#### Passage

Amid price furor, EpiPen manufacturer says it will lower the cost of product


              FILE - This Oct. 10, 2013, file photo, shows an EpiPen epinephrine auto-injector, a Mylan product, in Hendersonville, Texas. Mylan, now in the crosshairs over severe price hikes for its EpiPen, said Thursday, Aug. 25, 2016, it will expand programs that lower out-of-pocket costs by as much as half. (AP Photo/Mark Zaleski, File)
FILE - This Oct. 10, 2013, file photo, shows an EpiPen epinephrine auto-injector, a Mylan product, in Hendersonville, Texas. Mylan, now in the crosshairs over severe price hikes for its EpiPen, said Thursday, Aug. 25, 2016, it will expand programs that lower out-of-pocket costs by as much as half. (AP Photo/Mark Zaleski, File)

WASHINGTON - The embattled drug company whose price hikes of an anti-allergy product sparked calls for a government investigation and a congressional hearing has announced plans to lower the cost of its EpiPen product to consumers.

The company said Thursday that it will increase the value of a savings coupon offered to purchase its epinephrine auto injector to $300 from $100 and double the eligibility for subsidies that eliminate out-of-pocket costs to uninsured or underinsured patients.

########

## To do
**A.** Return the portion of the EpiPen article from "WASHINGTON - The" up to and including "product to consumers.".
**B.** According to the EpiPen article, what new value will the savings coupon have?
**C.** Write what comes next in the EpiPen article, starting after its last sentence.
The data may be disregarded.

#### Entries provided

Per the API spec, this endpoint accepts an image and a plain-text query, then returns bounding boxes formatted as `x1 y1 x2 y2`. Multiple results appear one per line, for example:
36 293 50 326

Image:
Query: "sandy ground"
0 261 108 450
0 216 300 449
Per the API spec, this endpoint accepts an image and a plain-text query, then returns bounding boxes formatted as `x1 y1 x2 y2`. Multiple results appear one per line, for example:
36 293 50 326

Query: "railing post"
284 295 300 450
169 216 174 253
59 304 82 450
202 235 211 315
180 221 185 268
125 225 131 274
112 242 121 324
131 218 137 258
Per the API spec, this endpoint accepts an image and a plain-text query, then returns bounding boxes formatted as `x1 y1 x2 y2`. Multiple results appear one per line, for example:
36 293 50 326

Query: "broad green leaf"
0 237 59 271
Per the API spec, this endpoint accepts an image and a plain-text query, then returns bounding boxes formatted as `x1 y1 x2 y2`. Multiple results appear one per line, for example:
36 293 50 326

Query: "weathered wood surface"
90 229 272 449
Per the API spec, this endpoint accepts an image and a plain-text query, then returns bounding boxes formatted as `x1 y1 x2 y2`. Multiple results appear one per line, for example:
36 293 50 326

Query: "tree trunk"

########

## Task-by-task answers
**A.**
WASHINGTON - The embattled drug company whose price hikes of an anti-allergy product sparked calls for a government investigation and a congressional hearing has announced plans to lower the cost of its EpiPen product to consumers.

**B.** $300, up from $100.

**C.**
Sen. Amy Klobuchar of Minnesota, who has called for a Federal Trade Commission investigation and a Senate Judiciary Committee hearing to explore Mylan's 400 percent price increase for EpiPens since 2008, welcomed the company's move.

But Klobuchar, a Democrat, said the country "cannot rely on public outcry as the only solution for high prescription drug prices."

Mylan CEO Heather Bresch, the daughter of Sen. Joe Manchin, D-W.Va., called the move an attempt to make sure that "everyone who needs an EpiPen Auto Injector gets one." But Bresch called pricing "only one part of the problem." She pointed to "a significant burden on patients from continued, rising insurance premiums and (patients) being forced increasingly to pay the full list price for medicines at the pharmacy counter."

The Center for Medicine in the Public Interest warned that focusing on a single company and a single product was "a perfect storm of stupidity." The center, a free market think tank, said the U.S. Food and Drug Administration must approve all drugs faster to get alternative treatments on the market that increase competition and drive down prices. The center also blamed health insurers and pharmacy benefit managers for "pocketing" savings negotiated with drugmakers instead of passing them on to consumers.

In an interview, Klobuchar said the issue of drug pricing is "much broader" than EpiPens.

"If it just stops here, it is a failure," she explained.

But Klobuchar believes that calling out Mylan for raising EpiPen prices from $100 to upward of $600 a pair was necessary to "capture people's attention" in order to move to a general discussion. The senator still thinks there needs to be a Federal Trade Commission investigation that determines if Mylan violated antitrust laws.

"Otherwise," she said, "history will repeat itself" with price gouging in other drugs.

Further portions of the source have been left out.